[FMHA] Enable page size 16 for batch prefill kernel (#3568)

* [FMHA] Enable page size 16 for batch prefill kernel

* Refactor batch prefill KV offset logic to simplify template arguments
- Remove redundant `kLog2PageSize` and `kIsVTileFitsInPage` from template args.
- Add static assert to forbid `page_size=1` with vectorized layout.
This commit is contained in:
Jeff Huang
2026-01-15 22:11:44 +08:00
committed by GitHub
parent 5122637215
commit 993d3e2f0e
3 changed files with 62 additions and 28 deletions

View File

@@ -17,12 +17,12 @@ template <typename OffsetVecType,
typename CoordVecType,
index_t kCoordAxis,
index_t kPageBlockSize,
index_t kLog2PageSize,
index_t kLoopStart,
index_t kLoopCount,
index_t kLoopStride,
BlockAttentionKVCacheMemoryLayoutEnum kKVMemoryLayout,
bool kIsKcache,
index_t kN0,
index_t kVectorSize>
CK_TILE_HOST_DEVICE void kv_offset_array_transform(const index_t* page_idx,
const index_t& stride_token,
@@ -31,6 +31,17 @@ CK_TILE_HOST_DEVICE void kv_offset_array_transform(const index_t* page_idx,
OffsetVecType& kv_offset_vec,
index_t global_seq_offset = 0)

···

▶ Instructions
a. From the commit page's code diff, name every template parameter declared with the type index_t.
b. Return everything in the commit page from "[FMHA] Enable page size 16 for batch prefill kernel (#3568)" down to "with vectorized layout.".
The listing has no role here.

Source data
···

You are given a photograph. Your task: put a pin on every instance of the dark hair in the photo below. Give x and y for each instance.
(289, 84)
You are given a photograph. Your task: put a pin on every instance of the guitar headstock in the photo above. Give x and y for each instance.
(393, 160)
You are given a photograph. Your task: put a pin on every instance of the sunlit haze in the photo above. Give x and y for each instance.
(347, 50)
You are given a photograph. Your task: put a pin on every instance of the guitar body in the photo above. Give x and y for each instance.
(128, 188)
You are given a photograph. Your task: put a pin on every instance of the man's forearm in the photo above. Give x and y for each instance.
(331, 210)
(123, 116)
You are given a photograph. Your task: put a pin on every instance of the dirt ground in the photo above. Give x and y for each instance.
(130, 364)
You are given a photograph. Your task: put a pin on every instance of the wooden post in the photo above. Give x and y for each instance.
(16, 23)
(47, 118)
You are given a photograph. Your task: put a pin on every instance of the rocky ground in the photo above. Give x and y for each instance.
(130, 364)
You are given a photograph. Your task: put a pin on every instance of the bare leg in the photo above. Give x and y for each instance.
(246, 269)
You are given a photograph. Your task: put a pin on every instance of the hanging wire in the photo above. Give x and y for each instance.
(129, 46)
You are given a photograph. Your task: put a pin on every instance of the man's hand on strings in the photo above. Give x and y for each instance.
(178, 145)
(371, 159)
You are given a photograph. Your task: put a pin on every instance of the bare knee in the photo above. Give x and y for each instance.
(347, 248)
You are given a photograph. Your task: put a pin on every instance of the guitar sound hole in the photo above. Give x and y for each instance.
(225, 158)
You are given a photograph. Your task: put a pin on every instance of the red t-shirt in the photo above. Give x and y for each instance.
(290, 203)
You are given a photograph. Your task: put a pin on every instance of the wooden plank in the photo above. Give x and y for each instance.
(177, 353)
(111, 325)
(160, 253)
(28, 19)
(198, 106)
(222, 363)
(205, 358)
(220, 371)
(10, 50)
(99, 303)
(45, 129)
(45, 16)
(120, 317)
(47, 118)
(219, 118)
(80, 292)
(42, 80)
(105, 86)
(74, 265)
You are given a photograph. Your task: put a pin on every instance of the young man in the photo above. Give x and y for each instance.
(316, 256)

···

▶ Outputs
a. kCoordAxis, kPageBlockSize, kLog2PageSize, kLoopStart, kLoopCount, kLoopStride, kN0, kVectorSize

b.
[FMHA] Enable page size 16 for batch prefill kernel (#3568)

* [FMHA] Enable page size 16 for batch prefill kernel

* Refactor batch prefill KV offset logic to simplify template arguments
- Remove redundant `kLog2PageSize` and `kIsVTileFitsInPage` from template args.
- Add static assert to forbid `page_size=1` with vectorized layout.